▸ What is asked: Write out every entry exactly as it appears.
··· Exercise data ···
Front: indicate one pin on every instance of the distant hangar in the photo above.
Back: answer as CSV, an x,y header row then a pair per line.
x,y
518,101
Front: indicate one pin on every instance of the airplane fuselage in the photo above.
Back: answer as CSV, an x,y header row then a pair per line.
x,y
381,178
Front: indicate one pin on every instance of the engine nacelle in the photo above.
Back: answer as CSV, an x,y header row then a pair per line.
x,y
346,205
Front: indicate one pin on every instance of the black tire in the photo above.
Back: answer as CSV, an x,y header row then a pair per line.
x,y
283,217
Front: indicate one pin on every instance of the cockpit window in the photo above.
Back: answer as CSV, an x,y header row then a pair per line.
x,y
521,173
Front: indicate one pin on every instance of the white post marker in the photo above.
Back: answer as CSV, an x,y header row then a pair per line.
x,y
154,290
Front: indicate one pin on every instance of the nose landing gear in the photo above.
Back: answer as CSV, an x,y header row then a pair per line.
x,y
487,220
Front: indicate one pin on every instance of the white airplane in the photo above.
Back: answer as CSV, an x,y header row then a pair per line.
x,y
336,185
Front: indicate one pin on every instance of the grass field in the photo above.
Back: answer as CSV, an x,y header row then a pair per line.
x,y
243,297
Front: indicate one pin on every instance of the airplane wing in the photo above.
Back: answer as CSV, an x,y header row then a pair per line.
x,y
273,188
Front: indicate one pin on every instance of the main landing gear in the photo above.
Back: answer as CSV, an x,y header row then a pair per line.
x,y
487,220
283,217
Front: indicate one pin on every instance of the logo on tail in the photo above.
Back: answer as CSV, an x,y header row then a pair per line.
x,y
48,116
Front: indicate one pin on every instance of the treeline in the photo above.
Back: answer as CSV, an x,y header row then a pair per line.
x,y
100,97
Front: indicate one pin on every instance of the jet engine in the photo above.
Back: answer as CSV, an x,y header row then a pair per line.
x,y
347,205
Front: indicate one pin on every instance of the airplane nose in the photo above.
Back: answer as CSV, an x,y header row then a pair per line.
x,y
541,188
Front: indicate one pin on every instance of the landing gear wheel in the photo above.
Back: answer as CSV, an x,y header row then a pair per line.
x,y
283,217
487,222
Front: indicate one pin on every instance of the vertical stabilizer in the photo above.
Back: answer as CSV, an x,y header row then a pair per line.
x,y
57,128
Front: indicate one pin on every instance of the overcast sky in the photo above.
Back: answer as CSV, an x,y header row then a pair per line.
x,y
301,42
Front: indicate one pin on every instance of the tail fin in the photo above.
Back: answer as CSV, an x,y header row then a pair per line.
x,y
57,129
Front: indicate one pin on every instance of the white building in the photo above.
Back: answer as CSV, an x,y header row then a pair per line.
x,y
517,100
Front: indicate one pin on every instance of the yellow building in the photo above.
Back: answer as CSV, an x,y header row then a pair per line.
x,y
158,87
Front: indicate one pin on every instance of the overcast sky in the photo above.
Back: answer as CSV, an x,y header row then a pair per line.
···
▸ Response to this task:
Front: indicate one pin on every instance of the distant hangar in the photo above.
Back: answer as CSV, an x,y header row then a pair per line.
x,y
518,101
Front: indicate one pin on every instance of the airplane fuselage in the photo above.
Back: answer as CSV, an x,y header row then a pair per line.
x,y
381,178
Front: indicate one pin on every instance of the engine nacelle in the photo above.
Back: answer as CSV, an x,y header row then a pair per line.
x,y
346,205
Front: indicate one pin on every instance of the black tire in the photo above.
Back: answer as CSV, an x,y header row then a pair per line.
x,y
283,217
Front: indicate one pin on every instance of the cockpit window in the photo above.
Back: answer as CSV, an x,y header row then a pair per line.
x,y
521,173
Front: indicate one pin on every instance of the white post marker in the photo above.
Back: answer as CSV, an x,y header row then a pair per line.
x,y
154,290
Front: indicate one pin on every instance of the nose landing gear in the photo above.
Back: answer as CSV, an x,y header row then a pair per line.
x,y
487,220
Front: indicate one pin on every instance of the white airplane in the photo above.
Back: answer as CSV, an x,y header row then a pair per line.
x,y
336,185
Front: indicate one pin on every instance of the grass field in the photo above.
Back: answer as CSV, an x,y header row then a pair per line.
x,y
243,297
Front: indicate one pin on every instance of the airplane wing in the photo above.
Back: answer as CSV, an x,y header row then a pair per line.
x,y
273,188
Front: indicate one pin on every instance of the main landing gear in the photo above.
Back: answer as CSV, an x,y header row then a pair per line.
x,y
487,220
283,217
Front: indicate one pin on every instance of the logo on tail in the photo above.
Back: answer as CSV, an x,y header row then a pair per line.
x,y
48,116
Front: indicate one pin on every instance of the treeline in the photo above.
Back: answer as CSV, an x,y header row then a pair per line.
x,y
100,97
Front: indicate one pin on every instance of the jet engine in the photo above.
Back: answer as CSV, an x,y header row then a pair per line.
x,y
347,205
Front: indicate one pin on every instance of the airplane nose in the photo above.
Back: answer as CSV, an x,y header row then a pair per line.
x,y
541,188
Front: indicate one pin on every instance of the landing gear wheel in the photo above.
Back: answer as CSV, an x,y header row then a pair per line.
x,y
283,217
487,222
Front: indicate one pin on every instance of the vertical stabilizer in the photo above.
Back: answer as CSV, an x,y header row then a pair per line.
x,y
57,128
Front: indicate one pin on every instance of the overcast sky in the photo above.
Back: answer as CSV, an x,y header row then a pair per line.
x,y
301,42
Front: indicate one pin on every instance of the tail fin in the photo above.
Back: answer as CSV, an x,y header row then a pair per line.
x,y
57,129
Front: indicate one pin on every instance of the white building in the photo above.
Back: answer as CSV, an x,y header row then a pair per line.
x,y
517,100
Front: indicate one pin on every instance of the yellow building in the photo above.
Back: answer as CSV, an x,y header row then a pair per line.
x,y
158,87
Front: indicate one pin on every instance of the overcast sky in the photo above.
Back: answer as CSV, an x,y header row then a pair per line.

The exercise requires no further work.